» Task description: Filter the listing so that only lines with the word "below" remain.

━━ Data in this exercise

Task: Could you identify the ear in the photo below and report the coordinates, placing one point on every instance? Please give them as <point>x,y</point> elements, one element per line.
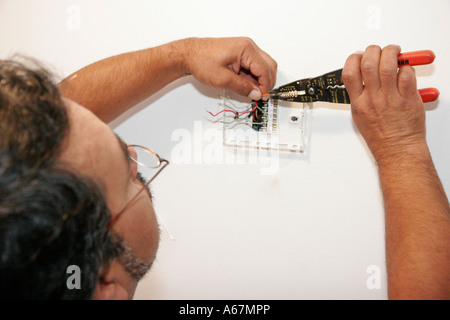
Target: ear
<point>109,285</point>
<point>109,291</point>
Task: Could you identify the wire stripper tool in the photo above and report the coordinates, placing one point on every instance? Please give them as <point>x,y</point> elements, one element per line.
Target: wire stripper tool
<point>330,86</point>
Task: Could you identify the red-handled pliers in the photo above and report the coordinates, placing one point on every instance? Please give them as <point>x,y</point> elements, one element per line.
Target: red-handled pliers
<point>330,86</point>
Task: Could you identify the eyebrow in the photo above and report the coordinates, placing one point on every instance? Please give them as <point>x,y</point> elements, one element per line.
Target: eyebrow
<point>140,178</point>
<point>124,148</point>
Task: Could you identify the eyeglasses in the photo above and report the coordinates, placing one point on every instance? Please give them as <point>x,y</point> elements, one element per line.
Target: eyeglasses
<point>146,159</point>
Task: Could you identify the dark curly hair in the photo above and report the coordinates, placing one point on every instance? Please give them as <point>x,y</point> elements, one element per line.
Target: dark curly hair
<point>50,217</point>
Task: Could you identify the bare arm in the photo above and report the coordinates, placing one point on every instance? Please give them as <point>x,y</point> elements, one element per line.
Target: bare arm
<point>111,86</point>
<point>390,115</point>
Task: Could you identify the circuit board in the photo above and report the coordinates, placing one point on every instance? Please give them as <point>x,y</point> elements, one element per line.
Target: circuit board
<point>272,124</point>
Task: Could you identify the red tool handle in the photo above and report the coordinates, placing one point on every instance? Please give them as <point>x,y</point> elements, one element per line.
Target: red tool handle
<point>415,58</point>
<point>429,94</point>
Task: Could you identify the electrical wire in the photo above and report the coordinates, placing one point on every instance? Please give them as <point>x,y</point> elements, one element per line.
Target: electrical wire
<point>236,114</point>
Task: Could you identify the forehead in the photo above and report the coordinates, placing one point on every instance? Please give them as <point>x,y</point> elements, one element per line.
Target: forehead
<point>92,149</point>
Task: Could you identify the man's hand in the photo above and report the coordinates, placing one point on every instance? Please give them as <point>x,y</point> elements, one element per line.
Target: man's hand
<point>236,64</point>
<point>390,115</point>
<point>386,105</point>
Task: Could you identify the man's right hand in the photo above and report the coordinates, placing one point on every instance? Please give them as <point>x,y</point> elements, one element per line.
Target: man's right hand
<point>386,105</point>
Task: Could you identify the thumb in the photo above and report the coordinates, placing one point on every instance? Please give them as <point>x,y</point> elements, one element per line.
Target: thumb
<point>240,85</point>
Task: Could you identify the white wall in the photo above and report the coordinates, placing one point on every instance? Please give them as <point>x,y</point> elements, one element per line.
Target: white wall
<point>315,228</point>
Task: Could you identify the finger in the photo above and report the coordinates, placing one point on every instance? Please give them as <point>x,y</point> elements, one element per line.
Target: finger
<point>273,65</point>
<point>352,77</point>
<point>229,80</point>
<point>388,69</point>
<point>369,68</point>
<point>407,81</point>
<point>254,60</point>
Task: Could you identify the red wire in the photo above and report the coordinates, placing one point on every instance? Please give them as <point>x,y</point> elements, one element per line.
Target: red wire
<point>237,115</point>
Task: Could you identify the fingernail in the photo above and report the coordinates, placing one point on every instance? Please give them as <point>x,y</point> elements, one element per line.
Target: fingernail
<point>255,95</point>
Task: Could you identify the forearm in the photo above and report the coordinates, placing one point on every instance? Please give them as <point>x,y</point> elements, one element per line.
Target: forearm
<point>111,86</point>
<point>417,227</point>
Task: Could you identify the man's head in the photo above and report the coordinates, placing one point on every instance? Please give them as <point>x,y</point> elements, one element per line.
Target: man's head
<point>63,175</point>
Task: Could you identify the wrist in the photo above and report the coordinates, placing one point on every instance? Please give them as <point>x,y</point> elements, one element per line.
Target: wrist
<point>185,47</point>
<point>404,156</point>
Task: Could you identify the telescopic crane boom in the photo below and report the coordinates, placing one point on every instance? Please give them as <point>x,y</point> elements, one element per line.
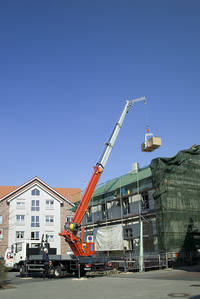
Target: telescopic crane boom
<point>70,234</point>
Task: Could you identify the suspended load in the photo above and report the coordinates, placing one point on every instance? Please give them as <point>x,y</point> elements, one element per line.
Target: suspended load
<point>151,142</point>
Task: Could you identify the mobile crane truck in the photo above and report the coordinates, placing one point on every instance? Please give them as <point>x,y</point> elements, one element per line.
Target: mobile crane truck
<point>84,257</point>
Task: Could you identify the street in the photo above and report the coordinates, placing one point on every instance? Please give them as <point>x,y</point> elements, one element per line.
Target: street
<point>160,284</point>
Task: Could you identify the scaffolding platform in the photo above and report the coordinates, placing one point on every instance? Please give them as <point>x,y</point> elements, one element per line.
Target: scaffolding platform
<point>151,144</point>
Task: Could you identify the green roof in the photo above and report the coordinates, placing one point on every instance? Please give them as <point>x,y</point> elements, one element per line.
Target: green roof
<point>124,180</point>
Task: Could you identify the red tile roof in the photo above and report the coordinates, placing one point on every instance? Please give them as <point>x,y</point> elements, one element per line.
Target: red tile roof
<point>72,194</point>
<point>4,190</point>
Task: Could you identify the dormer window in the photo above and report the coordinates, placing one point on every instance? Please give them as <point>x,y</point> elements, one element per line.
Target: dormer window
<point>35,192</point>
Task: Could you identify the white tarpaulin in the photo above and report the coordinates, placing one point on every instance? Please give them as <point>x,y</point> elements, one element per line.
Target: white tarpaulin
<point>108,238</point>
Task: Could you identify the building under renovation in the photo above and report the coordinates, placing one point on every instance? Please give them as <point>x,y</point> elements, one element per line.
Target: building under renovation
<point>162,200</point>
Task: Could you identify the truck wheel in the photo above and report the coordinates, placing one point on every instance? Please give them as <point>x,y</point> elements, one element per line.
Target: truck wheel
<point>57,272</point>
<point>22,270</point>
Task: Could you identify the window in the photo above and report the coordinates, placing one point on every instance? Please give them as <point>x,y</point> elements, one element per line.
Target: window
<point>126,206</point>
<point>19,235</point>
<point>50,236</point>
<point>49,219</point>
<point>49,204</point>
<point>20,205</point>
<point>104,211</point>
<point>69,219</point>
<point>89,214</point>
<point>18,247</point>
<point>20,219</point>
<point>128,233</point>
<point>34,235</point>
<point>35,192</point>
<point>35,205</point>
<point>35,222</point>
<point>145,200</point>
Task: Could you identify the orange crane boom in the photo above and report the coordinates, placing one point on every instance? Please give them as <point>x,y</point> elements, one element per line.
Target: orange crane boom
<point>70,234</point>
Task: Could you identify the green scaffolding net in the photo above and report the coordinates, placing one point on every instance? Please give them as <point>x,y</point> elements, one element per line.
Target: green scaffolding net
<point>176,182</point>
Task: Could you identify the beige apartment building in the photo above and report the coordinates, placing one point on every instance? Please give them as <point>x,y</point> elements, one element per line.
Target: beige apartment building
<point>34,209</point>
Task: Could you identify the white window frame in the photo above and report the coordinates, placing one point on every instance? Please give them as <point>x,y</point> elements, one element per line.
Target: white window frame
<point>35,233</point>
<point>20,235</point>
<point>35,192</point>
<point>35,221</point>
<point>49,220</point>
<point>50,236</point>
<point>20,204</point>
<point>35,205</point>
<point>20,219</point>
<point>49,204</point>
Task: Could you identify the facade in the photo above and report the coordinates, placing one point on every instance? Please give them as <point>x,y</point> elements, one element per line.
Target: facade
<point>121,204</point>
<point>34,209</point>
<point>163,198</point>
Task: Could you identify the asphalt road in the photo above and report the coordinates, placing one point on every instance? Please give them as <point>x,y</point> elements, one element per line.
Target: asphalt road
<point>182,283</point>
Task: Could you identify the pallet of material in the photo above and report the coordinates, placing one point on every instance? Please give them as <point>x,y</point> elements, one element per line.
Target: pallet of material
<point>151,144</point>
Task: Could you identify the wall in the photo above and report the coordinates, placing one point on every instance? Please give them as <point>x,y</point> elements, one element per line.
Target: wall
<point>45,228</point>
<point>4,212</point>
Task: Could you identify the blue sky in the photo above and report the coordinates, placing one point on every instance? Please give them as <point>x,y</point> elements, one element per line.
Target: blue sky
<point>66,70</point>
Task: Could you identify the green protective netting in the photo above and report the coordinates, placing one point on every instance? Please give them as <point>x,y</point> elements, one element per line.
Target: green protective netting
<point>176,182</point>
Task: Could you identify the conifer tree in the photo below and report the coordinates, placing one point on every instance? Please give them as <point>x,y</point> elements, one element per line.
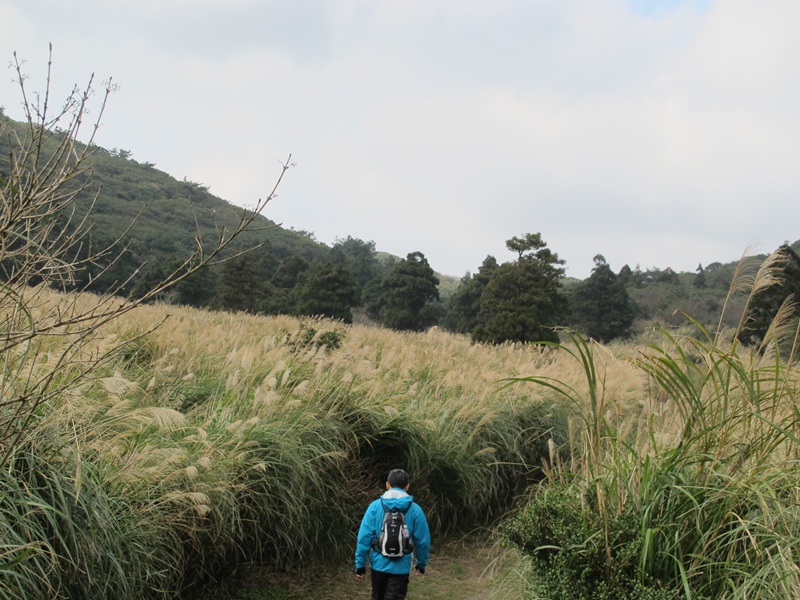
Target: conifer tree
<point>465,303</point>
<point>523,301</point>
<point>601,307</point>
<point>403,298</point>
<point>328,290</point>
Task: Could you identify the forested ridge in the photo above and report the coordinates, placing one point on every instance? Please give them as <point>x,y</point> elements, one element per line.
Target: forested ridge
<point>287,271</point>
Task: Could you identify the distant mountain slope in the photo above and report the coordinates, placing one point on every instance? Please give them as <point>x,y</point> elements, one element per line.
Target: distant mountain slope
<point>168,213</point>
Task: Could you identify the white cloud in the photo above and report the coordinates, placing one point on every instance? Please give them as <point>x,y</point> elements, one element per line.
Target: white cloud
<point>652,137</point>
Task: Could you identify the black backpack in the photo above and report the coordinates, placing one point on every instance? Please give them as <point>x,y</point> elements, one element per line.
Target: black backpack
<point>394,540</point>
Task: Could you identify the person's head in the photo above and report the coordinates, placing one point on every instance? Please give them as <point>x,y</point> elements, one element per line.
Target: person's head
<point>397,478</point>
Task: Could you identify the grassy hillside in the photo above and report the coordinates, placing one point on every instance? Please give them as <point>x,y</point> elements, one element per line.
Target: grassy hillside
<point>221,439</point>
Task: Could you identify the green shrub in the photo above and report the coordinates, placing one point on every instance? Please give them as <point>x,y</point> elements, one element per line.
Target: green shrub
<point>574,556</point>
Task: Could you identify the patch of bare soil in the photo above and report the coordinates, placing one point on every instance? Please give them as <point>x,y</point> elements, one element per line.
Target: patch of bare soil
<point>456,571</point>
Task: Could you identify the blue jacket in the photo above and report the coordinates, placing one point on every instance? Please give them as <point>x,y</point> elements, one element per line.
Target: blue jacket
<point>370,530</point>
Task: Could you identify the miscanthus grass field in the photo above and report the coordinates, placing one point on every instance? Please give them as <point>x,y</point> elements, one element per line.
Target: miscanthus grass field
<point>660,468</point>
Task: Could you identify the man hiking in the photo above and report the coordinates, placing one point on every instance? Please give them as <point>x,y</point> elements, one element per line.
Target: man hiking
<point>393,527</point>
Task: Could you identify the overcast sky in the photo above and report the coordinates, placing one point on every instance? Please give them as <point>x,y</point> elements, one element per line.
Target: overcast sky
<point>659,133</point>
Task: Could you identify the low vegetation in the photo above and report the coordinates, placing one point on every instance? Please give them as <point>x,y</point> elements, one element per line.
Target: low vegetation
<point>221,439</point>
<point>149,450</point>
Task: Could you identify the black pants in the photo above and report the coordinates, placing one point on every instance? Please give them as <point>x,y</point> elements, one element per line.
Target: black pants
<point>388,586</point>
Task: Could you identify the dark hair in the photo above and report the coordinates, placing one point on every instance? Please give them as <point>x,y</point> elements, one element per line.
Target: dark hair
<point>397,478</point>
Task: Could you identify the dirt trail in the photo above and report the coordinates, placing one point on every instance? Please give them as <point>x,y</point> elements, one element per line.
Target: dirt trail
<point>455,572</point>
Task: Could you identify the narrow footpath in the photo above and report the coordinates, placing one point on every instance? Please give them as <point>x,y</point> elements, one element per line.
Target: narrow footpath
<point>455,572</point>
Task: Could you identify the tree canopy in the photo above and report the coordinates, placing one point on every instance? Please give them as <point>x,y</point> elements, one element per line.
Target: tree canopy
<point>403,298</point>
<point>600,306</point>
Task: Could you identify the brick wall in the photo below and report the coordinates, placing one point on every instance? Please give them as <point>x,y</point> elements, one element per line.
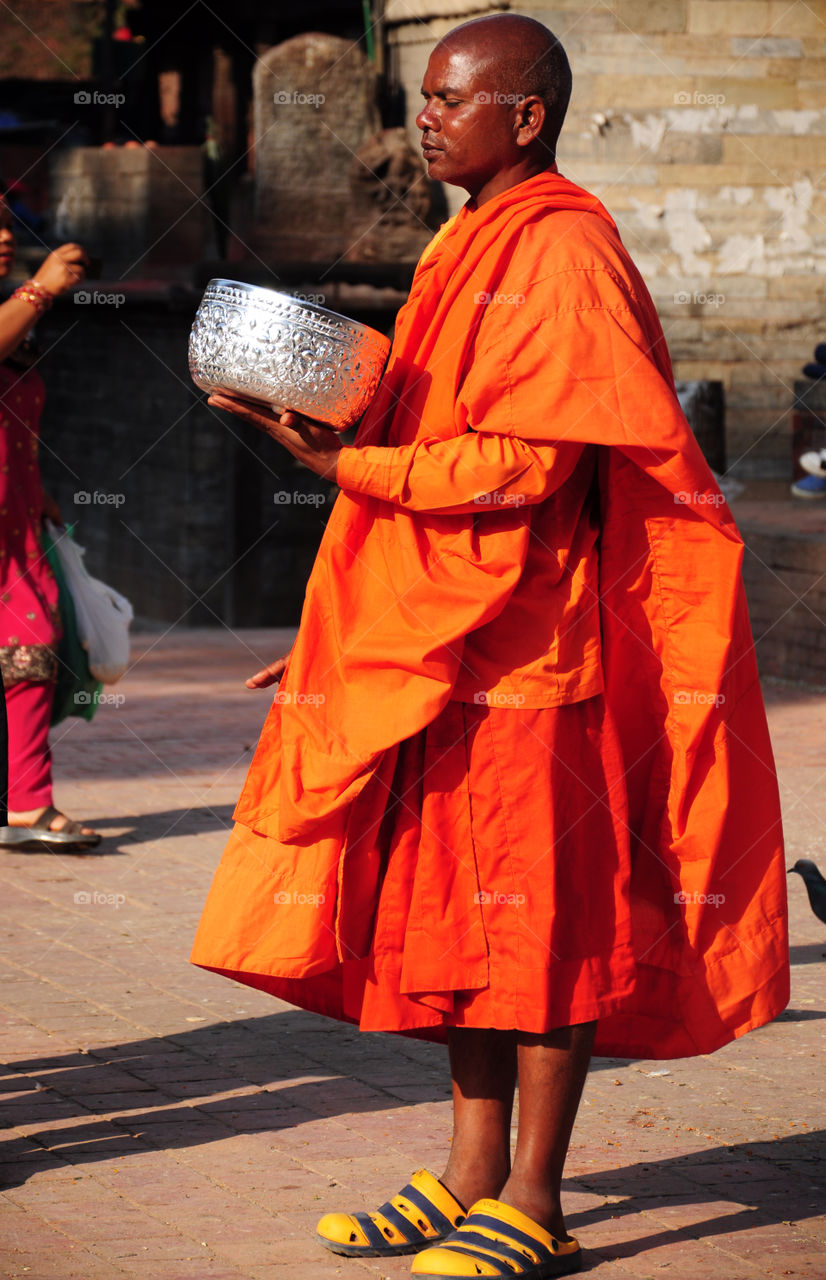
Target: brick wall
<point>702,124</point>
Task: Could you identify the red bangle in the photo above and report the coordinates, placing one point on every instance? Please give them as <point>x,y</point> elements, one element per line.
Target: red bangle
<point>35,295</point>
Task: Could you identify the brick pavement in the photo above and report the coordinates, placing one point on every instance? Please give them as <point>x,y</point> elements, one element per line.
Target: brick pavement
<point>164,1123</point>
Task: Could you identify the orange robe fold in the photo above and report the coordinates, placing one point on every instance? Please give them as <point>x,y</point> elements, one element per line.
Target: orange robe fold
<point>526,323</point>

━━━━

» Answer to this exercise:
Task: Could you identify the ear in the photo below and report the coordinates, placing one point on every instance? Please give them as <point>x,y</point> elements, one element per line.
Task: Could you identify the telescopic crane boom in the photo below and report the coordinates, placing one point on every instance? Please give them as <point>x,y</point> elements, one element per line.
Task: Could you identify the conifer tree in the photo below and report the coordinates, placing one point on every instance? Please give them as <point>x,y</point> elements, one element per line.
Task: Could you identify the brick wall in the photo below and report the coordinates, placing one point on every instance? Please give them as <point>x,y</point> elements, one element per line.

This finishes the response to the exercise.